### What is required
Rewrite every line of the rows below as a numbered list, leaving out any blank lines.

### Excerpts from a pointing dataset
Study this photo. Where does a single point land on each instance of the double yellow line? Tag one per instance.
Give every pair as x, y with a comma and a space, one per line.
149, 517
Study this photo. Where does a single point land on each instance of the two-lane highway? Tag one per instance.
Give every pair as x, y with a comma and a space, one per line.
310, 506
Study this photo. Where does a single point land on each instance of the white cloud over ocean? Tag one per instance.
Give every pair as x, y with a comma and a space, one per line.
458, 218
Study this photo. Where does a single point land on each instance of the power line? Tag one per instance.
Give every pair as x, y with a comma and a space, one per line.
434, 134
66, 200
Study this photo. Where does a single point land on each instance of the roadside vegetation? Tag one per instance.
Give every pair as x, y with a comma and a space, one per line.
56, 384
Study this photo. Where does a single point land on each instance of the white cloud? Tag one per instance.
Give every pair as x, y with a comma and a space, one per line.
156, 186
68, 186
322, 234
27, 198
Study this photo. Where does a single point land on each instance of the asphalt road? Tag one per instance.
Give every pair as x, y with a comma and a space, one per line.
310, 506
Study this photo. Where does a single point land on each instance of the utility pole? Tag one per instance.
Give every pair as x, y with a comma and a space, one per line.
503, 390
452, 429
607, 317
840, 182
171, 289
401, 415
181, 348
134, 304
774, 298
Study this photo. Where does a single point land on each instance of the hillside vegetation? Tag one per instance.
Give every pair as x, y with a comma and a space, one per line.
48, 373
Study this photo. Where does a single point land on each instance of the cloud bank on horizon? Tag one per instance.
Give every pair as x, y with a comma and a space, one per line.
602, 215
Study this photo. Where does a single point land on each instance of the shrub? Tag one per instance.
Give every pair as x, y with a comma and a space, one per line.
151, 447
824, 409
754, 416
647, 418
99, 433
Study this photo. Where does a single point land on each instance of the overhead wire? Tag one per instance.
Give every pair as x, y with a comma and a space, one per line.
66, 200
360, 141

### Solution to this exercise
1. Study this photo. Where does a single point land on each instance of the double yellow line? Tag one per instance.
2. Give every pair as x, y with a comma and a space, one per line.
3. 149, 517
4. Study this photo. Where does a single point land on each instance of the two-lane highway? Tag one per instance.
5. Give every pair as x, y with a comma and a space, one per line.
6. 310, 506
7. Study this photo. Where does a single point land on each instance of the white cloud over ocean? Tag one per instance.
8. Give every pair as x, y with a comma and a space, one per line.
9. 458, 218
10. Study this photo. Where does a single point land on each instance of the power line? Tag one per instance.
11. Give every pair as x, y with a comma and a space, one per line.
12. 434, 134
13. 66, 200
14. Study this photo. Where does a single point land on each instance of the roadside vegetation? Tag one per instance.
15. Give every pair as x, y with a comma and a space, one per line.
16. 56, 384
17. Study this photo. Where does a single point land on each instance of the white cloud? Tag one per instance.
18. Give every pair as x, y with a comma and a space, one per line.
19. 156, 186
20. 68, 186
21. 322, 234
22. 27, 198
23. Study this photo. Where does a single point land on each instance of the asphalt road? Tag one per instance.
24. Give every pair as x, y with a comma and a space, one per line.
25. 310, 506
26. Study this photo. Where does a single point land on each instance of the utility pole? Tag one per instance.
27. Give every pair as x, y with a comma and a space, one per line.
28. 503, 390
29. 452, 429
30. 607, 317
31. 840, 182
32. 171, 289
33. 401, 415
34. 181, 348
35. 134, 304
36. 774, 298
37. Study this photo. Where does a single point land on each instance of the hillside vegetation? Tag one per instance.
38. Give every pair as x, y with a comma and a space, one per line.
39. 48, 373
40. Study this photo. Where does a single point land on each instance of the cloud bank on horizon? Tag one per instance.
41. Give every pair as x, y with a comma and a space, one per line.
42. 602, 215
43. Study this photo. Where does a single point land on each instance of the shrub? Tag one per instance.
44. Give every pair as x, y with a comma and a space, one per line.
45. 151, 447
46. 824, 409
47. 754, 416
48. 647, 418
49. 99, 433
50. Study this photo. Where does a single point land on each instance of the overhead wire? Tag one per instance.
51. Give every pair as x, y with a comma and a space, one per line.
52. 66, 200
53. 360, 141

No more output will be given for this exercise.